> [Data items]
----------

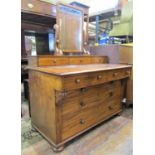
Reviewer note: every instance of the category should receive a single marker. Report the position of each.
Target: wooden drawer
(118, 74)
(78, 100)
(79, 60)
(32, 5)
(49, 61)
(75, 82)
(49, 9)
(80, 81)
(89, 117)
(99, 60)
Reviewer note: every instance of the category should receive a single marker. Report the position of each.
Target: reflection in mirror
(70, 29)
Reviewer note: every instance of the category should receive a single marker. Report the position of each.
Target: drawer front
(99, 60)
(80, 81)
(89, 117)
(49, 61)
(79, 60)
(33, 6)
(75, 82)
(118, 74)
(85, 98)
(48, 9)
(45, 61)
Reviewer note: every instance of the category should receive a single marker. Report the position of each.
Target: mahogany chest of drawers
(68, 100)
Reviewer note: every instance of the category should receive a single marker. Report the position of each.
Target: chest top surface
(77, 69)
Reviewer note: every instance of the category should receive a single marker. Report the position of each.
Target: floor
(112, 137)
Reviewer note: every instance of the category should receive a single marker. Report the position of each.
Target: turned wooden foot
(119, 114)
(58, 149)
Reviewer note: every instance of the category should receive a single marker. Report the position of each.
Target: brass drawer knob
(110, 108)
(127, 72)
(111, 94)
(82, 104)
(30, 5)
(115, 74)
(83, 90)
(77, 80)
(99, 77)
(82, 121)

----------

> [What you are asked to do] Transcribe all of the data above word for word, leaving out the pictures.

> [Task answer]
Reviewer note: every instance of the category should receive a single marker. Report the position of each.
Target: wooden drawer
(118, 74)
(78, 100)
(79, 60)
(32, 5)
(49, 61)
(75, 82)
(49, 9)
(80, 81)
(89, 117)
(99, 60)
Reviewer note: every instance of the category should receive a single marker. Report the position of each.
Target: reflection in mirror
(70, 29)
Reviewer note: every instance of the category should receive a single marker. Report the position of each.
Target: drawer front
(99, 60)
(80, 81)
(89, 117)
(49, 61)
(79, 60)
(33, 6)
(75, 82)
(118, 74)
(85, 98)
(48, 9)
(45, 61)
Reviewer note: every instance of the category should receive a single marker. Report the position of each.
Target: mahogany chest of drawers
(68, 100)
Reviewer note: every instance of the category should receive a single marker. Report the position of each.
Target: chest top surface
(77, 69)
Reviewer note: every instance of the category should receive a single marker. Report the position of each.
Target: floor
(112, 137)
Reviewer note: every instance of the category should receive a single marker. Report the position of each.
Target: turned wooden foot
(119, 114)
(58, 149)
Reviewer note: every instance of the category should receive a single marker. Report the position of each.
Target: brass drawer knob
(110, 108)
(127, 72)
(111, 94)
(82, 104)
(30, 5)
(115, 74)
(83, 90)
(77, 80)
(99, 77)
(82, 121)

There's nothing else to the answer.